## AIM OF THE EXERCISE
In the stretch from the start of the entries through the line containing "225 249 L 237", substitute "heron" for "kingfisher" and reproduce those lines with nothing else altered.

## GIVEN ENTRIES
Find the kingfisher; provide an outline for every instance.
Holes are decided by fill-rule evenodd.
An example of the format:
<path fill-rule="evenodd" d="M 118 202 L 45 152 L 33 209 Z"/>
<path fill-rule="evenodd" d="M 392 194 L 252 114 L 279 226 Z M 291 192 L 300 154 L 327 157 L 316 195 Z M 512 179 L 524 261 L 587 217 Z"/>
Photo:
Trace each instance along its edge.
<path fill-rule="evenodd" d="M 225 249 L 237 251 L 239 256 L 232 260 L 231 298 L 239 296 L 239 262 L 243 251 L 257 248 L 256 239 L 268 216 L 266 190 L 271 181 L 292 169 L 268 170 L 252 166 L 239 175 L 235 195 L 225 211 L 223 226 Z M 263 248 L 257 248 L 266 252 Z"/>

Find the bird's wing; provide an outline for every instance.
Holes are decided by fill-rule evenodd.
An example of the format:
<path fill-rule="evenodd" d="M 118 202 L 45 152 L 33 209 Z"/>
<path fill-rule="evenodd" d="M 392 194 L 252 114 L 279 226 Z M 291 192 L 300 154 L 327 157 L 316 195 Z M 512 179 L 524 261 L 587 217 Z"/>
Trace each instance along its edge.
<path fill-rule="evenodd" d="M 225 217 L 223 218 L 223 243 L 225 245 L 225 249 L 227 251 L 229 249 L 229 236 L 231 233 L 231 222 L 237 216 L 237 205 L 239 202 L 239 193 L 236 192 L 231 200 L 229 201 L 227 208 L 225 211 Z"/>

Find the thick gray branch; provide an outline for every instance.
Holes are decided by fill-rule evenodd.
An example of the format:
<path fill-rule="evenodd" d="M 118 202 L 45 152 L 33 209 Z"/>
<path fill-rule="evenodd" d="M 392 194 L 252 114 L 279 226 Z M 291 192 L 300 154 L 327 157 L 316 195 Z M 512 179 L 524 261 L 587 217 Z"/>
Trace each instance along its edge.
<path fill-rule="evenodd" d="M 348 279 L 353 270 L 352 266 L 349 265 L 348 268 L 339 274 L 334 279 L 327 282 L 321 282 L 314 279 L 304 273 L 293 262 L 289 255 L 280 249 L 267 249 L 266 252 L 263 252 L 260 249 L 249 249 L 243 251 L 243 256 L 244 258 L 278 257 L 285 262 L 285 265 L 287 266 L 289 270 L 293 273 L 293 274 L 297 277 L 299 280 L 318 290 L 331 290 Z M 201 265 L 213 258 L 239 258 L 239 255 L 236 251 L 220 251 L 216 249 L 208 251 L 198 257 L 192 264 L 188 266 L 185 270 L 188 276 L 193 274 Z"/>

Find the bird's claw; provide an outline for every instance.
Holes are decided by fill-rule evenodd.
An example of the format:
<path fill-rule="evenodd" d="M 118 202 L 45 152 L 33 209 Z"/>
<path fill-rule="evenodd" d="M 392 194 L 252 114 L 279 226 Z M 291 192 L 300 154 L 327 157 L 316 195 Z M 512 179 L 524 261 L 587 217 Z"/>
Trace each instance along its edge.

## SOLUTION TO THE EXERCISE
Find the heron; provide an outline for every instance.
Holes are decided by fill-rule evenodd.
An example of the format:
<path fill-rule="evenodd" d="M 118 202 L 45 152 L 33 209 Z"/>
<path fill-rule="evenodd" d="M 392 194 L 252 114 L 279 226 Z M 291 192 L 300 154 L 327 157 L 316 195 Z M 512 179 L 524 261 L 587 217 Z"/>
Photo:
Trace each instance along its edge.
<path fill-rule="evenodd" d="M 225 249 L 237 251 L 239 256 L 232 260 L 231 298 L 239 296 L 239 262 L 243 251 L 257 248 L 256 239 L 268 216 L 266 190 L 271 181 L 292 169 L 268 170 L 252 166 L 239 175 L 235 195 L 225 211 L 223 226 Z M 263 248 L 257 248 L 266 252 Z"/>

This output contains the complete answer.